Depp of late has expressed
an interest in films his kids can watch: hence "Pirates of the
Caribbean", his turn as Peter Pan creator J.M. Barrie in "Finding
Neverland", and his upcoming Willy Wonka interpretation. Given the
regrettable Peter Pan complex of a certain surgically disfigured fallen
pop idol who dwells on an estate called Neverland, and given the
haunting familiarity of Depp's pageboy wig and pallid aspect in the
"Chocolate Factory" trailers, could it be that the actor's latest source
of inspiration is one Michael Jackson? Courage, thy name is Depp!
JOHNNY DEPP, RENAISSANCE MAN
The Un-American: To German magazine Stern, Depp called
America 'a big dumb puppy that has big teeth - that can bite and hurt
you, aggressive.' On the American Dream, circa "Fear and Loathing"
(1998): "It's hideous, a fucking monstrous nightmare. It's just a sack
of blood. It's awful." Depp also lives in France, the unnamed fourth
fiend on George W. Bush's Axis of Evil.
The body artist:
Depp sports a dozen or so tattoos: the most famous, formerly a testament
to his love for ex Winona Ryder, resides on his right upper arm and has
since been amended to 'Wino forever'.
The bath taker:
Early in their eventful courtship, Depp and then-steady Kate Moss
supposedly bathed in champagne at the Portobello Hotel, a tale so firmly
rooted in urban legend that the Portobello invokes it on its website.
(In a party-pooper verson of the story, a maid drains the bubbly before
the sweethearts have a chance to climb in.)
The bomb thrower: In
a wee-hours bonding session with Hunter S. Thompson, Depp set off a
propane-and-nitroglycerin bomb in the author's backyard - much to the
consternation of the other guests, who included Kate Moss's mother.

·····

QUESTIONS ON THE MATERIAL ▸
A. Print the Johnny Depp passage from "The bomb thrower: In" to "Kate Moss's mother.".
B. In the Johnny Depp passage, what does the tattoo on Depp's right upper arm now say?
The material that comes after the Johnny Depp passage isn't needed here.

Dataset entries ▸
·····

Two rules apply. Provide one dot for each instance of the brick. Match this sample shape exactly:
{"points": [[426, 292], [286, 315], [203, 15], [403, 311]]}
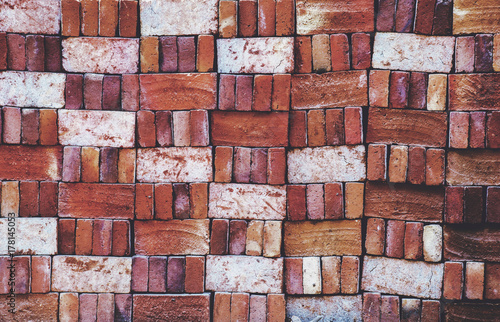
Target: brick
{"points": [[453, 280], [463, 95], [102, 237], [391, 51], [255, 55], [464, 54], [249, 129], [178, 91], [393, 126], [253, 201], [35, 53], [173, 237], [262, 275], [166, 160], [379, 88], [337, 89], [375, 236], [128, 18], [334, 17], [247, 18], [227, 19], [398, 163], [404, 202], [310, 238], [398, 92], [303, 54], [311, 165]]}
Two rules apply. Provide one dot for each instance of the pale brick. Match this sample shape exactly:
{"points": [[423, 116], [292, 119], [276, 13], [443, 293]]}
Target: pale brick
{"points": [[33, 17], [255, 55], [404, 51], [96, 128], [91, 274], [183, 164], [244, 274], [331, 308], [402, 277], [34, 236], [172, 17], [100, 55], [247, 201], [327, 164], [32, 89]]}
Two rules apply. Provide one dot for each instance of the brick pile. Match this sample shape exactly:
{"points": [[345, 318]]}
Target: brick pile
{"points": [[251, 160]]}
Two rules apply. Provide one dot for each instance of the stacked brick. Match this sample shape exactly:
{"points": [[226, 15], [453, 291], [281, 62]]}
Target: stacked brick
{"points": [[251, 160]]}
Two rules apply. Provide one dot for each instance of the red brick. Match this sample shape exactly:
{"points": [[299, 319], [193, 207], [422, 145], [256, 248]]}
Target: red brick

·····

ANSWERS TO THIS EXERCISE ▸
A.
The bomb thrower: In
a wee-hours bonding session with Hunter S. Thompson, Depp set off a
propane-and-nitroglycerin bomb in the author's backyard - much to the
consternation of the other guests, who included Kate Moss's mother.

B. It now says 'Wino forever'.